Quote the records that follow in full, leaving the pictures out.

────────────────

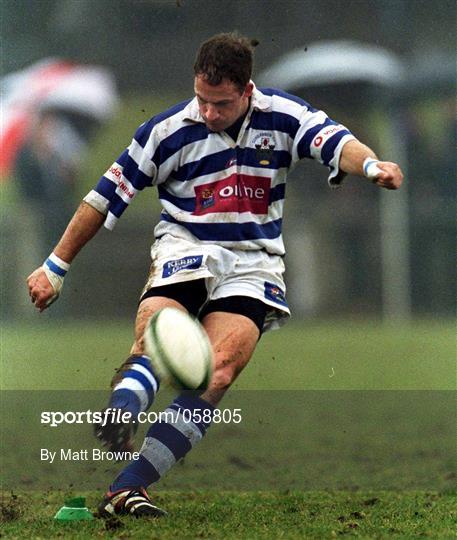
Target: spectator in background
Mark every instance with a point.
(47, 165)
(49, 112)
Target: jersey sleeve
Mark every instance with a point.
(321, 138)
(134, 170)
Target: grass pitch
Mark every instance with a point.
(348, 429)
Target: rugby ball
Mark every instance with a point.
(179, 349)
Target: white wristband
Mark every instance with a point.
(370, 168)
(55, 269)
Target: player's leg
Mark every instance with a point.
(136, 383)
(233, 337)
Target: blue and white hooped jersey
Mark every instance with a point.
(212, 188)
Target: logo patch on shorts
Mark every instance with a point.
(275, 294)
(186, 263)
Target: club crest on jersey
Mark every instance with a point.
(264, 146)
(186, 263)
(274, 293)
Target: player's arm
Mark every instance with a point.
(357, 159)
(45, 282)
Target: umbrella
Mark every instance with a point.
(50, 84)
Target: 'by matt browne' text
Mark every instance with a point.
(83, 454)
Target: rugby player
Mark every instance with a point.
(220, 162)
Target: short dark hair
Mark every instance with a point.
(226, 56)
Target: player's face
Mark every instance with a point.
(223, 104)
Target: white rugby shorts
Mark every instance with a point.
(226, 272)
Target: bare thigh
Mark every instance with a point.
(146, 310)
(233, 338)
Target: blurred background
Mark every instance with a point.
(353, 252)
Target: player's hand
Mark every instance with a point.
(389, 175)
(41, 291)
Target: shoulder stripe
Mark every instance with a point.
(276, 121)
(182, 137)
(143, 133)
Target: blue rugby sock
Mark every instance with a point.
(136, 391)
(167, 442)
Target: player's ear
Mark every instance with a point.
(249, 89)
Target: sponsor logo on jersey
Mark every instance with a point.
(186, 263)
(115, 171)
(230, 163)
(274, 293)
(236, 193)
(326, 134)
(264, 146)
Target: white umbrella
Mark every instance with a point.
(51, 84)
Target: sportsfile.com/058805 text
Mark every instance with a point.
(110, 415)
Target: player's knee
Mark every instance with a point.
(224, 373)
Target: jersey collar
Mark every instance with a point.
(259, 102)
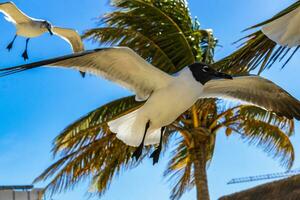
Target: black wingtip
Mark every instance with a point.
(82, 74)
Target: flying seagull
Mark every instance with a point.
(166, 97)
(30, 28)
(284, 30)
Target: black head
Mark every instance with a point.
(48, 26)
(204, 73)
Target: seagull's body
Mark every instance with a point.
(167, 97)
(285, 30)
(29, 27)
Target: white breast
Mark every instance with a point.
(167, 104)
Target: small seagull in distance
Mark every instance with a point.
(29, 27)
(166, 97)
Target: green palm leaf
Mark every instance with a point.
(164, 34)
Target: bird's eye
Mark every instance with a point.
(205, 69)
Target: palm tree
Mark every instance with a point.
(257, 50)
(164, 33)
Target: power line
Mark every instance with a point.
(264, 177)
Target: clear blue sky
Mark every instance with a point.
(36, 105)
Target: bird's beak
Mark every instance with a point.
(50, 31)
(222, 75)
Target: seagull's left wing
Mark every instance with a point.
(71, 36)
(285, 30)
(257, 91)
(121, 65)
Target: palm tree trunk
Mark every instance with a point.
(200, 155)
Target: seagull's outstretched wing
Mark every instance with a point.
(71, 36)
(121, 65)
(257, 91)
(285, 30)
(13, 14)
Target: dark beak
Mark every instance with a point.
(50, 31)
(222, 75)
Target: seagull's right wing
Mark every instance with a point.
(71, 36)
(13, 14)
(120, 64)
(254, 90)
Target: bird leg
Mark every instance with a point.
(10, 45)
(25, 55)
(156, 153)
(139, 150)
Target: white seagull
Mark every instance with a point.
(166, 97)
(30, 28)
(285, 30)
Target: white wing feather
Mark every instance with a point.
(285, 30)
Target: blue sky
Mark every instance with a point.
(36, 105)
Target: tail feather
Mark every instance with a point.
(130, 129)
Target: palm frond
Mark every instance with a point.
(87, 147)
(90, 126)
(278, 15)
(258, 51)
(264, 129)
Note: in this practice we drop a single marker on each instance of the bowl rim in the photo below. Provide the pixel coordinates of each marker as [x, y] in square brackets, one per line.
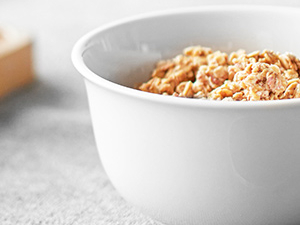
[80, 47]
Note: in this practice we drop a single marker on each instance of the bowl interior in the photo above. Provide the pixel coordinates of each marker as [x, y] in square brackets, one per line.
[126, 52]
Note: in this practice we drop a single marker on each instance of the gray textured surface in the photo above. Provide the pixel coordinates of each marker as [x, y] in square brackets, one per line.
[50, 172]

────────────────

* _Exercise result_:
Target: spectator in background
Mark every instance with a point.
(47, 165)
(49, 112)
Target: jersey sleeve
Mark every instance with a point.
(321, 138)
(134, 170)
Target: grass pitch
Mark every instance with a point.
(348, 429)
Target: rugby ball
Mark every instance with a point.
(179, 349)
Target: white wristband
Mark every instance with a point.
(370, 168)
(55, 269)
Target: player's leg
Mark every instance with a point.
(136, 383)
(233, 337)
Target: blue and white hooped jersey
Mark every instance with a point.
(212, 188)
Target: logo patch on shorts
Mark every instance with a point.
(275, 294)
(186, 263)
Target: club crest on jersey
Mark every instance with a point.
(264, 146)
(186, 263)
(274, 293)
Target: player's arm
Mark every instance with a point.
(357, 159)
(45, 282)
Target: umbrella
Mark every instance with a point.
(50, 84)
Target: 'by matt browne' text
Mark every instance with a point.
(83, 454)
Target: rugby player
Mark every instance with a point.
(220, 162)
Target: short dark hair
Mark every instance with a point.
(226, 56)
Target: player's face
Mark every instance with a point.
(223, 104)
Target: white rugby shorts
Mark every instance with a point.
(226, 272)
Target: bare thigh
Mark every instance with a point.
(146, 310)
(233, 338)
Target: blurred background
Mark every instance with a point.
(353, 252)
Target: player's hand
Mark every instance with a point.
(389, 175)
(41, 291)
Target: shoulder stripe
Mark every instance with a point.
(276, 121)
(182, 137)
(143, 133)
Target: blue rugby sock
Mark every instance with a point.
(136, 391)
(167, 442)
Target: player's ear
Mark every instance with a point.
(249, 89)
Target: sponsor logo on jersey
Mark every instance with a point.
(186, 263)
(115, 171)
(230, 163)
(274, 293)
(236, 193)
(326, 134)
(264, 146)
Target: white umbrella
Mark every instance with a point.
(51, 84)
Target: sportsfile.com/058805 text
Mark every instance with a point.
(110, 415)
Target: player's knee
Mark every instance with a point.
(224, 373)
Target: jersey collar
Mark every instance with a point.
(259, 102)
Target: black wingtip
Mark every instance with a point.
(82, 74)
Target: flying seagull
Mark every instance with a point.
(166, 97)
(30, 28)
(284, 30)
Target: black head
Mark every instance with a point.
(48, 26)
(204, 73)
Target: seagull's body
Mark every instance with a point.
(167, 97)
(285, 30)
(29, 27)
Target: white breast
Mark every instance with a point.
(167, 104)
Target: small seagull in distance
Mark every instance with a point.
(29, 27)
(166, 97)
Target: green palm leaf
Mark every instance with a point.
(164, 34)
Target: bird's eye
Mark every instance with a point.
(205, 69)
Target: palm tree
Mark every instance with a point.
(257, 50)
(164, 33)
Target: power line
Mark every instance with a point.
(264, 177)
Target: clear blue sky
Mark every instance with a point.
(36, 105)
Target: bird's beak
Mark every instance with a point.
(50, 31)
(222, 75)
Target: seagull's left wing
Mark every instance with a point.
(71, 36)
(285, 30)
(257, 91)
(121, 65)
Target: palm tree trunk
Mark every instance with a point.
(200, 155)
Target: seagull's outstretched wing
Mark every instance with a point.
(71, 36)
(121, 65)
(257, 91)
(285, 30)
(13, 14)
Target: dark beak
Mark every instance with a point.
(50, 31)
(222, 75)
Target: seagull's right wing
Mark every instance with a point.
(71, 36)
(13, 14)
(120, 64)
(254, 90)
Target: bird leg
Mark every instance with a point.
(10, 45)
(25, 55)
(156, 153)
(139, 150)
Target: white seagull
Mark every instance with a point.
(166, 97)
(30, 28)
(285, 30)
Target: white wing feather
Mark every instance with a point.
(285, 30)
Target: blue sky
Mark every instance with a point.
(36, 105)
Target: tail feather
Mark every instance with a point.
(130, 129)
Target: palm frond
Mark every instance with a point.
(87, 147)
(90, 126)
(278, 15)
(258, 51)
(264, 129)
Note: in this practice we drop a single marker on each instance of the bowl rim in the photo below. Provide the pixel coordinates of each marker as [x, y] in square brackets, one per line.
[80, 47]
Note: in this practice we drop a single marker on each instance of the bowl interior in the photo above. Provide the pixel coordinates of each marker as [x, y] in square brackets, one per line.
[126, 52]
Note: in this practice we drop a single marker on each instance of the gray textured surface in the photo above. Provide the pixel coordinates of each marker as [x, y] in square brackets, one per line.
[50, 172]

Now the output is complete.